_THE TASK:_
Reproduce every line of the material below word for word, leaving out the pictures.

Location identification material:

[BEGIN]

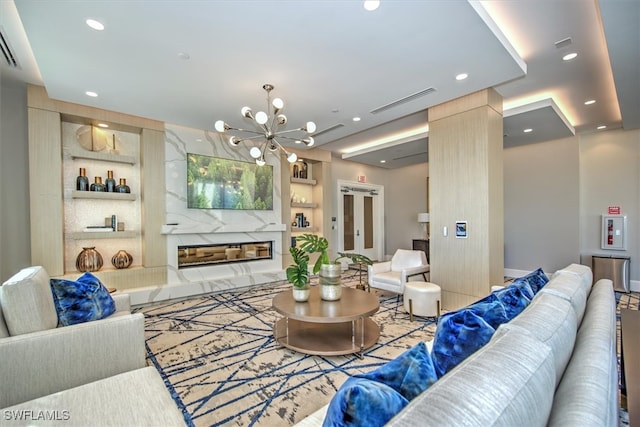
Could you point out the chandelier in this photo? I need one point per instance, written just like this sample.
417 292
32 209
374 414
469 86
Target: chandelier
268 130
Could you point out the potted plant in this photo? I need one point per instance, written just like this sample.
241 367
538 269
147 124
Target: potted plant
298 274
330 270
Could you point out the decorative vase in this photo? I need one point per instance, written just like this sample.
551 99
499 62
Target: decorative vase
89 259
330 282
122 259
98 185
123 187
110 183
301 294
82 182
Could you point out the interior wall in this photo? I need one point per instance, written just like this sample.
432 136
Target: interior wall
15 247
541 205
406 196
610 176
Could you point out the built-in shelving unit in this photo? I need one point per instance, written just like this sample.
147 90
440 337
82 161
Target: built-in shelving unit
91 235
309 195
100 195
79 153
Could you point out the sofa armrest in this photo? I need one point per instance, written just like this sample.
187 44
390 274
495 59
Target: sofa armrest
123 302
40 363
379 267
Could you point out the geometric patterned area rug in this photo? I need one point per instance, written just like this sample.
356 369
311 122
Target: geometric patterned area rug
218 357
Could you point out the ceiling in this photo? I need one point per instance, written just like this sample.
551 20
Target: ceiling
191 63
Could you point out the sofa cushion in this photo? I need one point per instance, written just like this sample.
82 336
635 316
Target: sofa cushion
513 299
588 393
363 402
83 300
458 335
134 398
27 303
491 310
572 287
536 279
550 320
409 374
481 392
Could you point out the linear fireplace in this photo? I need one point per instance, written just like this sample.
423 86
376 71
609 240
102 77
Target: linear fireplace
227 253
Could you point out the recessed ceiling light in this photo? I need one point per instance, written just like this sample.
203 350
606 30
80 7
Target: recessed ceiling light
96 25
371 5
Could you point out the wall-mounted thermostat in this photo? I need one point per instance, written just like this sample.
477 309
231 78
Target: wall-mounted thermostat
614 232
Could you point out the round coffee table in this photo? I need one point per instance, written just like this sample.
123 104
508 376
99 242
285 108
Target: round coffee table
327 328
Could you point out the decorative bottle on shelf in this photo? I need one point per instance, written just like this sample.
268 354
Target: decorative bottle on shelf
89 259
122 259
110 183
123 187
98 185
82 182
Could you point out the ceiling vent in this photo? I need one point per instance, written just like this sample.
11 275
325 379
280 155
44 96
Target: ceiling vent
329 129
7 52
563 43
404 100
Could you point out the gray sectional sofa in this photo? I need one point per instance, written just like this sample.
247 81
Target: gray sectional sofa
86 374
554 364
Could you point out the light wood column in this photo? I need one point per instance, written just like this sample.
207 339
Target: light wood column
45 191
466 184
154 243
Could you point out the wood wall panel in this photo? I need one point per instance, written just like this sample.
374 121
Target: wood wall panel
45 197
154 243
465 165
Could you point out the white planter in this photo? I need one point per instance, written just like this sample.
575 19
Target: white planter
330 282
301 294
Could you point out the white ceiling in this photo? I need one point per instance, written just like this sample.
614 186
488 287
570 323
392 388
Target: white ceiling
332 60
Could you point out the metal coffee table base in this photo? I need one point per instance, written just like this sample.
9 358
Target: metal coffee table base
327 339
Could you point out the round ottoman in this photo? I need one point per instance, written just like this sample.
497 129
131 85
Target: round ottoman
422 299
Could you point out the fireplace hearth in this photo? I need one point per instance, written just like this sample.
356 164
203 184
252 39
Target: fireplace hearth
227 253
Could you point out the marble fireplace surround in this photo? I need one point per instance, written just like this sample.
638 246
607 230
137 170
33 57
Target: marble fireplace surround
194 227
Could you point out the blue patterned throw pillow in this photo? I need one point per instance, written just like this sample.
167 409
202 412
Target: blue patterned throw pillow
459 334
513 299
409 374
491 310
525 287
80 301
364 403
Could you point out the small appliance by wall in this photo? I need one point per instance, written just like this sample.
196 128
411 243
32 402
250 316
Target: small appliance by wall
614 232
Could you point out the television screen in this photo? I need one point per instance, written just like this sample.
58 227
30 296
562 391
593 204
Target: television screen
215 183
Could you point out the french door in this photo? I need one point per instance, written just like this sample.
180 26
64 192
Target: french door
360 224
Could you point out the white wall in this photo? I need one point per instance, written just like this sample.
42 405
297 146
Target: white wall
610 176
541 205
15 247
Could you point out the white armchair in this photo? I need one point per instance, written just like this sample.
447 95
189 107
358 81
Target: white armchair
393 275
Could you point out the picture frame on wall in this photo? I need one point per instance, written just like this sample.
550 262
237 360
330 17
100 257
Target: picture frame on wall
461 229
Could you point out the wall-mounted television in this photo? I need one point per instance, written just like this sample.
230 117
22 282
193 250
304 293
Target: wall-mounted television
216 183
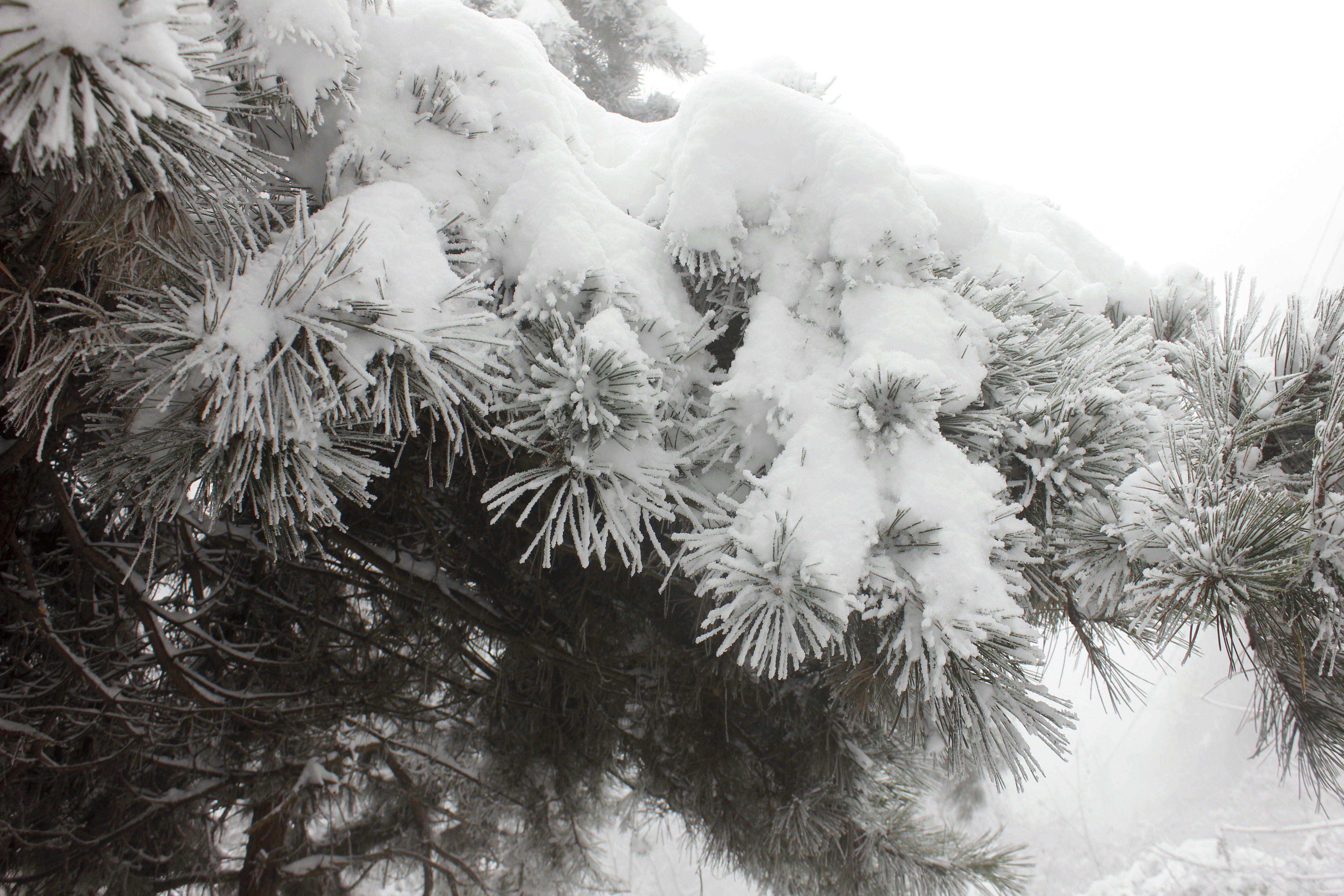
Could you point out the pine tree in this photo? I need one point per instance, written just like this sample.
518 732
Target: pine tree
384 496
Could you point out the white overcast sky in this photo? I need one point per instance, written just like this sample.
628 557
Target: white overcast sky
1210 134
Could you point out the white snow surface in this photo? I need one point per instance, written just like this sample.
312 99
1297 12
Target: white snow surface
460 116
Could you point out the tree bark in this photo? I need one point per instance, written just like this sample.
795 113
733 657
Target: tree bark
260 875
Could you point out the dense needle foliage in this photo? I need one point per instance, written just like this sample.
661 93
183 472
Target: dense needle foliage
437 587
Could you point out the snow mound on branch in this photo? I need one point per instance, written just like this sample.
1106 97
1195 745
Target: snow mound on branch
996 229
308 44
628 241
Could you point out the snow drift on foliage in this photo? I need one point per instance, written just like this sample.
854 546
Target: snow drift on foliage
578 213
749 336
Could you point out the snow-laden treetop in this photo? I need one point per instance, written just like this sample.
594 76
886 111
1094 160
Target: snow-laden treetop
749 342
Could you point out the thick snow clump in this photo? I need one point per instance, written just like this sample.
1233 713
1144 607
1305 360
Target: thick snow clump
748 318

[END]

_TASK OUTPUT:_
Could you point out the chandelier in this photo? I need one point per instance, written just like this sample.
417 292
32 209
374 414
469 86
Target: chandelier
268 130
Could you point out the potted plant in this photo? I need one point per instance, written just like this sample.
241 367
538 269
147 124
Target: potted plant
298 274
330 270
Could you point out the decorative vase in this photo? I need one point per instance, written just like this sample.
551 99
499 62
Target: decorative vase
89 259
330 282
122 259
98 185
123 187
110 183
301 294
82 182
Could you point out the interior wall in this photo? I need one point per instance, written just like this sample.
432 136
Target: interior wall
15 247
541 205
406 196
610 176
Could you point out the built-in shelving unit in this photo? I need one point per instance, written just like this sample.
147 90
440 337
82 161
Target: built-in shelving unit
91 235
309 195
100 195
79 153
Could you point out the sofa armrest in this photo? I need one point per instance, written just like this sample.
187 44
390 274
495 59
Target: sofa armrest
123 302
40 363
379 267
Could you point out the geometric patterned area rug in this photo? I need one point per instance, written just like this sample.
356 369
311 122
Target: geometric patterned area rug
218 357
Could you point out the ceiling in this photo? I need one point per instance, written just like this sample.
551 20
Target: ceiling
191 63
Could you point out the sofa cushion in this photo? I need one point per instance, written just like this sample.
82 336
635 316
Target: sofa cushion
513 299
588 393
363 402
83 300
458 335
134 398
27 303
491 310
572 287
536 279
550 320
409 374
481 392
Could you point out the linear fireplace in this photo? I need one point per instance, written just like this sample.
423 86
376 71
609 240
102 77
Target: linear fireplace
227 253
Could you point out the recessed ceiling light in this photo? I need one point per instance, written just like this sample.
203 350
606 30
80 7
Target: recessed ceiling light
96 25
371 5
Could you point out the wall-mounted thermostat in this photo? I need one point per instance, written just like this sample.
477 309
231 78
Target: wall-mounted thermostat
614 232
Could you point out the round coffee table in this photo? I need one point per instance, written just like this sample.
123 104
508 376
99 242
285 108
Target: round coffee table
327 328
Could you point out the decorative bottle on shelf in this photo? I need one point per instance, written just like this sample.
268 354
Target: decorative bottle on shelf
89 259
122 259
110 183
123 187
98 185
82 182
Could you point out the ceiling vent in this photo? I need one point per instance, written just like this sample.
11 275
325 379
280 155
44 96
Target: ceiling vent
329 129
7 52
563 43
404 100
Could you point out the gray sectional sofa in this photo? I need one point per instance, written just like this sample.
247 81
Target: gray sectional sofa
86 374
554 364
Could you point out the light wood column in this photo? I need one point per instance, written just like this sample.
207 339
Target: light wood column
45 191
466 184
154 243
Could you point out the wood wall panel in this photo? I need one point per instance, written just like this sample.
374 121
Target: wood wall panel
45 197
154 243
465 165
Could you point out the white planter in this photo? I need one point per instance, written just like this sample.
575 19
Target: white planter
330 282
301 294
Could you point out the white ceiling in this photo? I need one point per instance, written just like this sample.
614 186
488 287
570 323
392 388
Target: white ceiling
332 60
Could you point out the metal coffee table base in this photo? I need one point per instance, written just like this sample.
9 358
Target: metal coffee table base
327 339
Could you point out the round ottoman in this photo? I need one point per instance, written just like this sample.
497 129
131 85
Target: round ottoman
422 299
Could you point out the fireplace hearth in this photo? I need one point per instance, written just like this sample.
356 164
203 184
252 39
Target: fireplace hearth
227 253
Could you point out the marble fireplace surround in this photo? I need one point per instance, written just like this sample.
638 246
607 230
137 170
33 57
Target: marble fireplace surround
194 227
Could you point out the blue patterned throw pillow in this photo? I need one point per instance, written just like this sample.
167 409
202 412
Target: blue patterned throw pillow
459 334
513 299
409 374
491 310
525 287
80 301
364 403
Could you point out the small appliance by wall in this photo? I need one point per instance, written just like this sample.
196 128
411 243
32 402
250 316
Target: small appliance by wall
614 232
Could you point out the television screen in this photo? I need one point per instance, written just like this sample.
58 227
30 296
562 391
593 204
Target: television screen
215 183
Could you point out the french door in this photo? I need one point per instance, written just like this sample.
180 26
64 192
Target: french door
360 224
Could you point out the white wall in this photo? I need one point per instance, written just like this sample.
42 405
297 146
Target: white wall
610 176
541 205
15 247
Could you point out the white armchair in this photo? I need one point per instance, written just like this sample.
447 95
189 107
358 81
Target: white armchair
393 275
Could you point out the picture frame on wall in this photo? I need one point per instance, written just like this sample.
550 262
237 360
330 17
100 257
Target: picture frame on wall
461 229
Could you point out the wall-mounted television in this photo? I need one point per instance, written just like this sample.
230 117
22 282
193 250
304 293
Target: wall-mounted television
216 183
Could you point out the pine tree in this photo? I need one point per instance, written just like this sample.
518 732
Target: pine tree
384 496
Could you point out the white overcast sky in this photo? I need one point per instance, written just like this sample.
628 557
Target: white overcast sky
1210 134
Could you point out the white snow surface in this photo? I need one point per instance, written just like this sample.
312 99
1297 12
Target: white snow surface
460 116
Could you point out the tree bark in this photo? I need one point per instance, written just like this sample.
795 113
733 657
Target: tree bark
260 875
Could you point out the dense needle foliage in this photo? I need one point per instance, written just like this sample.
661 93
183 472
Target: dense needle foliage
437 587
Could you point out the snow mound on branch in this photo? I need one point per instance, written just like this sample.
1106 97
1195 745
Target: snow mound on branch
996 229
308 44
628 241
Could you point out the snow drift on foliage in this photo? I need one point per instance, written just like this sample.
854 546
Target: snow drift on foliage
578 213
749 336
Could you point out the snow-laden treetop in this photo? I need one point per instance, written just like this sample.
594 76
886 111
1094 160
Target: snow-laden treetop
749 342
Could you point out the thick snow clump in this photo? I need one point per instance, written just like this sample.
1233 713
1144 607
1305 360
Target: thick snow clump
748 318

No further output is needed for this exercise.